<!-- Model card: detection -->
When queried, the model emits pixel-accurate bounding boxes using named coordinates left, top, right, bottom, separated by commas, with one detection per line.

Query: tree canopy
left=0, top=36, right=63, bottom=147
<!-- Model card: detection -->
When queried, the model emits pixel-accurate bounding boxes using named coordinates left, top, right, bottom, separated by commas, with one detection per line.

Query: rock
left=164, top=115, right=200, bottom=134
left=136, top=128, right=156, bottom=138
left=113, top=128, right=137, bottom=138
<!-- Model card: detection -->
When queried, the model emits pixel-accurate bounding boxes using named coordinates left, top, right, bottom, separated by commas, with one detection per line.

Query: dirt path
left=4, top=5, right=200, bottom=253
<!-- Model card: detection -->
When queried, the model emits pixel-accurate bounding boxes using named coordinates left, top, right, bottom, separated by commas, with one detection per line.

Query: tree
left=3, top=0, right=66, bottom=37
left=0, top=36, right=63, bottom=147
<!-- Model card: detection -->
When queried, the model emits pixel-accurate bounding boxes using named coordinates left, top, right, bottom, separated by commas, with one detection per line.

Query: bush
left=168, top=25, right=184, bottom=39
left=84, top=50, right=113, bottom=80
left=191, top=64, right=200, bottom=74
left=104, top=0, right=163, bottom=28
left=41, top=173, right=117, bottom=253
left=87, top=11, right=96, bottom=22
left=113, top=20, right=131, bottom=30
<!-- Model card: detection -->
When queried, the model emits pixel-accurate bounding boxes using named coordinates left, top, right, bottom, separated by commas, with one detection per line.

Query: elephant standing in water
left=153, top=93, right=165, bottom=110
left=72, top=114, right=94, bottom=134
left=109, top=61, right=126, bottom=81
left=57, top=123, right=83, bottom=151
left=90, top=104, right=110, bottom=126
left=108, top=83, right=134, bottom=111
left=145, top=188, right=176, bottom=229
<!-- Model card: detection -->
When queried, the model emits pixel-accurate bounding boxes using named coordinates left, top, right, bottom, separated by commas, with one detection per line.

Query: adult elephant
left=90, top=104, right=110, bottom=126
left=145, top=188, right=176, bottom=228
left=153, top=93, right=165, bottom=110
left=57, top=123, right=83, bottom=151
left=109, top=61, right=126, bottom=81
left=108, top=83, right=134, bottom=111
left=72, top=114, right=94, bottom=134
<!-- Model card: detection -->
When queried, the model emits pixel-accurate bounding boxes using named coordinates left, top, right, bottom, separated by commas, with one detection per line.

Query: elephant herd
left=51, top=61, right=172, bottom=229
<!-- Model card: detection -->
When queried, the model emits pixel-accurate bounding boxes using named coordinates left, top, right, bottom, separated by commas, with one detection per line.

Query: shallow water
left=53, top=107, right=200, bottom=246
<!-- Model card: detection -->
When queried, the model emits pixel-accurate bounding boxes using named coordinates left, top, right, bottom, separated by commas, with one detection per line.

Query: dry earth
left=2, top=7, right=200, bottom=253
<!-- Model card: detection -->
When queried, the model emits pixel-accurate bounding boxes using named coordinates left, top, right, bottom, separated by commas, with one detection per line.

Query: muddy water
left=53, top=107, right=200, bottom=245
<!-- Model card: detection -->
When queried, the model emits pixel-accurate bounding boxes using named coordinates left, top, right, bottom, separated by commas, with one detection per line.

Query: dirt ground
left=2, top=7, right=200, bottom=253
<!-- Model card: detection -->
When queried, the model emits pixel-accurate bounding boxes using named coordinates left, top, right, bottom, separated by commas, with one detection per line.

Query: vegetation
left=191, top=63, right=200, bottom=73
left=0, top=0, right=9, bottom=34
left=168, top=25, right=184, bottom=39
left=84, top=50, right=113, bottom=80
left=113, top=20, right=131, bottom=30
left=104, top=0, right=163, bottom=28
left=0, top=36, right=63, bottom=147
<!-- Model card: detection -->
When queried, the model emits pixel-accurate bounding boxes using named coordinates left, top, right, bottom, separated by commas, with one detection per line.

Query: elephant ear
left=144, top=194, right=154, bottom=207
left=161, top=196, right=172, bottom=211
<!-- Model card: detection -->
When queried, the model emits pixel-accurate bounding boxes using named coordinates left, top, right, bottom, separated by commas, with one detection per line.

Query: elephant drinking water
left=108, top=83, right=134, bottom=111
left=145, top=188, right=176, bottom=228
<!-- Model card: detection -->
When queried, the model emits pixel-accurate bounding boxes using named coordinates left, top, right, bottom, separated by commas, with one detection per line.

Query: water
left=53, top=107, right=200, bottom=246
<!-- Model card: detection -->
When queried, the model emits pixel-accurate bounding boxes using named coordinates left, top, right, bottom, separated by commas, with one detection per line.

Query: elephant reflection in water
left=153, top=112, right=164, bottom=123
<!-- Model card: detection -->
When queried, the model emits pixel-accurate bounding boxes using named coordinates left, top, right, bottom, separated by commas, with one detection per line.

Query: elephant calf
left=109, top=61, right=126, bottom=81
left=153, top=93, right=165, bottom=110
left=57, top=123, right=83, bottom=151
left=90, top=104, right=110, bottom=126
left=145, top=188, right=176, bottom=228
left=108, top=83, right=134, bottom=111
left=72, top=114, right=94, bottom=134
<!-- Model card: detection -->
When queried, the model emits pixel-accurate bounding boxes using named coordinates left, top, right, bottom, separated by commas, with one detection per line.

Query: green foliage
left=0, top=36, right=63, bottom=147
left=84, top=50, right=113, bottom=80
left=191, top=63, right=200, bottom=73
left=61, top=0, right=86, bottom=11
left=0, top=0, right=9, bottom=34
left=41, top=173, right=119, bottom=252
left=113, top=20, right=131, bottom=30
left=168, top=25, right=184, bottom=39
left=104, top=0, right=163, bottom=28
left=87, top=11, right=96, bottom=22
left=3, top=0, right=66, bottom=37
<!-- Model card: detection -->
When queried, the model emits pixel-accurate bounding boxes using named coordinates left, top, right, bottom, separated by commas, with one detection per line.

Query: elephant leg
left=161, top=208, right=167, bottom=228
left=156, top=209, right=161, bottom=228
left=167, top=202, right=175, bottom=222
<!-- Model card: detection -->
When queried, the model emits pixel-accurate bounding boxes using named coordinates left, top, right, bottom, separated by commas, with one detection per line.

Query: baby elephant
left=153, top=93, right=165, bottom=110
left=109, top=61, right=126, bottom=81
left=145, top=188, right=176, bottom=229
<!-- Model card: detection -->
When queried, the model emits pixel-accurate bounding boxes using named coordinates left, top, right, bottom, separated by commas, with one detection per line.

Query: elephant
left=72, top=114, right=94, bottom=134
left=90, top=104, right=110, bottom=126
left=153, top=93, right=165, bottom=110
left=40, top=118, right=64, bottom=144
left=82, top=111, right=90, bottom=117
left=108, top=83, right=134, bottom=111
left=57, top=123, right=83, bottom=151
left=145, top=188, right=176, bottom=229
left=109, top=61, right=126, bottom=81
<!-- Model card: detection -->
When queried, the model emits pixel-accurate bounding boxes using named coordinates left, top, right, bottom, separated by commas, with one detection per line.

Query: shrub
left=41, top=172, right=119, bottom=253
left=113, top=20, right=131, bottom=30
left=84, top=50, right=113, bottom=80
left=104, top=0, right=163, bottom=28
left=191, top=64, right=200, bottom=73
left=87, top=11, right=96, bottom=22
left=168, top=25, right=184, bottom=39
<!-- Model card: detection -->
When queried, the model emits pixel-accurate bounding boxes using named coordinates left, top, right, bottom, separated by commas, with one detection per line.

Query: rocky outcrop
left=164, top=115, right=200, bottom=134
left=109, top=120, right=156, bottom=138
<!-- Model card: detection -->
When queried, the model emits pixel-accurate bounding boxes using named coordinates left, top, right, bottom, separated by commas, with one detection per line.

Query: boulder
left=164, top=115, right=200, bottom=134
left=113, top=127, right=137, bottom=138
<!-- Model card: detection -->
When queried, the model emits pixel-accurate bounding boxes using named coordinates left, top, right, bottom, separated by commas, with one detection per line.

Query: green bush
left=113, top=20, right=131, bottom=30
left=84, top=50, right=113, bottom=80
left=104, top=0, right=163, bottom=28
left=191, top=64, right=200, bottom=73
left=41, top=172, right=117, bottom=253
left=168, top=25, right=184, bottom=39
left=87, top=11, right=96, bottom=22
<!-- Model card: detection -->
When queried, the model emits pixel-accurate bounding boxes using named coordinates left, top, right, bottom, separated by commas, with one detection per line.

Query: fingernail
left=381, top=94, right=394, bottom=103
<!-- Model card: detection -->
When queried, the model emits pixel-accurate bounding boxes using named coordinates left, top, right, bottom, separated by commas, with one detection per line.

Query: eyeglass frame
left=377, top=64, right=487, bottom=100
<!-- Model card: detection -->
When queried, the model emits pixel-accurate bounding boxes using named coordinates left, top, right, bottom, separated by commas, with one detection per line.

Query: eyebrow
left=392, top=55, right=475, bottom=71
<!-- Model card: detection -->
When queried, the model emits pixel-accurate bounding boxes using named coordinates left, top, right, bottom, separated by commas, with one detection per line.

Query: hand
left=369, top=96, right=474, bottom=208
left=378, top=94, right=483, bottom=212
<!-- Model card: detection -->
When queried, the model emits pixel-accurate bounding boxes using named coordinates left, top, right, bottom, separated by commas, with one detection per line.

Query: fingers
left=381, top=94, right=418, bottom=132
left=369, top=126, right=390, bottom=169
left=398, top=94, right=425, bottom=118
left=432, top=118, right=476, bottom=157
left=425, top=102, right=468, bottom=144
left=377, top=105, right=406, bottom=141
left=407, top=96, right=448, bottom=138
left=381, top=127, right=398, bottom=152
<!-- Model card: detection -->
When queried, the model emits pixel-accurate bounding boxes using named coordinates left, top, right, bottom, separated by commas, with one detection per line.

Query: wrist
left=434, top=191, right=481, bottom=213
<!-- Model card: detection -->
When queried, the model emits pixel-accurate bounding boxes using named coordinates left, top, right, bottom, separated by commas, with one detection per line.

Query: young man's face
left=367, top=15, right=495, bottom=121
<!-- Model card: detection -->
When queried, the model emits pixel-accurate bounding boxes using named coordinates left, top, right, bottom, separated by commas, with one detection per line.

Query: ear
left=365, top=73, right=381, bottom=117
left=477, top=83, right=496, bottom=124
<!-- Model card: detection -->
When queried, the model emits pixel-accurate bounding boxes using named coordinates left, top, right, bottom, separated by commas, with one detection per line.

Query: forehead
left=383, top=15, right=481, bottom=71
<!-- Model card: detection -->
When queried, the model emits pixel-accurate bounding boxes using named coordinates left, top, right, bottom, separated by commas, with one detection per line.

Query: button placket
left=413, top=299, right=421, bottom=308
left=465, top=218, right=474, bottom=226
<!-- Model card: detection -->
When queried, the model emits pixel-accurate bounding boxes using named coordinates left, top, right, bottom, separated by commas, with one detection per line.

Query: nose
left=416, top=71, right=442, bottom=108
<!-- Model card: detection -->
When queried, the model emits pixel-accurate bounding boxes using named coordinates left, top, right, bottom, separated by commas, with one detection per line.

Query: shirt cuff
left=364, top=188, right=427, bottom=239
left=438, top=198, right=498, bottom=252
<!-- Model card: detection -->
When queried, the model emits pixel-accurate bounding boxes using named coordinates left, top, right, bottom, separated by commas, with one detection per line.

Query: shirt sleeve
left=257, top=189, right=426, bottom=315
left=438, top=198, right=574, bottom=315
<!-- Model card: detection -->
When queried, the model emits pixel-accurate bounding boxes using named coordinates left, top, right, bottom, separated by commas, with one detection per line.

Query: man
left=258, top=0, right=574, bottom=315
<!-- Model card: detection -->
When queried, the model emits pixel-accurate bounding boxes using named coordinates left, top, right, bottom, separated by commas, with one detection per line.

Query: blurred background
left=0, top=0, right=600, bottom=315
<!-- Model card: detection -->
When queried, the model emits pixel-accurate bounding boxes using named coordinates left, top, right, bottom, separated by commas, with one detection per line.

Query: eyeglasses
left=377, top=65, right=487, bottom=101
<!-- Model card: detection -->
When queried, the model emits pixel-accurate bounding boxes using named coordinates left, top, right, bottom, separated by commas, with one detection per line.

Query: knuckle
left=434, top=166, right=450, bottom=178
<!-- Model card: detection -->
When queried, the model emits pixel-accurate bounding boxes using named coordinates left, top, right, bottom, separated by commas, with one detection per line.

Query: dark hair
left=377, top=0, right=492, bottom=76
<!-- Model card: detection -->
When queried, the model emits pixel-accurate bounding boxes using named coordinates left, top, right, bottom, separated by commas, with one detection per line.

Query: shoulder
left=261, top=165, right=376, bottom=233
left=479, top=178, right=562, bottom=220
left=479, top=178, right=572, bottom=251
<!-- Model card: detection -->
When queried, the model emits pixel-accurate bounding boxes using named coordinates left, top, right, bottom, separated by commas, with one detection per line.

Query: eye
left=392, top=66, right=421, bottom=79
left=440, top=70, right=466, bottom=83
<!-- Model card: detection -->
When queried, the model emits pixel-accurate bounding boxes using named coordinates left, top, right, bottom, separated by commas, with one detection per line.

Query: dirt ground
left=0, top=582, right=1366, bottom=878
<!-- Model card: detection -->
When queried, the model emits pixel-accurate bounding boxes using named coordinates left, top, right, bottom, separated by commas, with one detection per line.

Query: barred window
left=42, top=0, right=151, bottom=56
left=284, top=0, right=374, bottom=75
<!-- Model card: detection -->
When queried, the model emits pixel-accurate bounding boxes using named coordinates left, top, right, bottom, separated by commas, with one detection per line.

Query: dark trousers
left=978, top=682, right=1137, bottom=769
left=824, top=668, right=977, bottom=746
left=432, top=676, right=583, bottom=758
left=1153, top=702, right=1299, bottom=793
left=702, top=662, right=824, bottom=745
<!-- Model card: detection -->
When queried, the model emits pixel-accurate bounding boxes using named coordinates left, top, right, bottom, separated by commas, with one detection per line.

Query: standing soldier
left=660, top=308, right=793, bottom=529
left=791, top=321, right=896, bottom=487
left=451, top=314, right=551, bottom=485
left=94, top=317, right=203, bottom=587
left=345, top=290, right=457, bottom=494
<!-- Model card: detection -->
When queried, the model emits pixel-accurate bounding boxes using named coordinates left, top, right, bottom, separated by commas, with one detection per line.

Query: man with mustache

_Exercise objective_: Pull out every line of the material above that contains the word "standing", and copy each one unchanged.

_Result of this task_:
Query: elephant standing in water
Query: standing soldier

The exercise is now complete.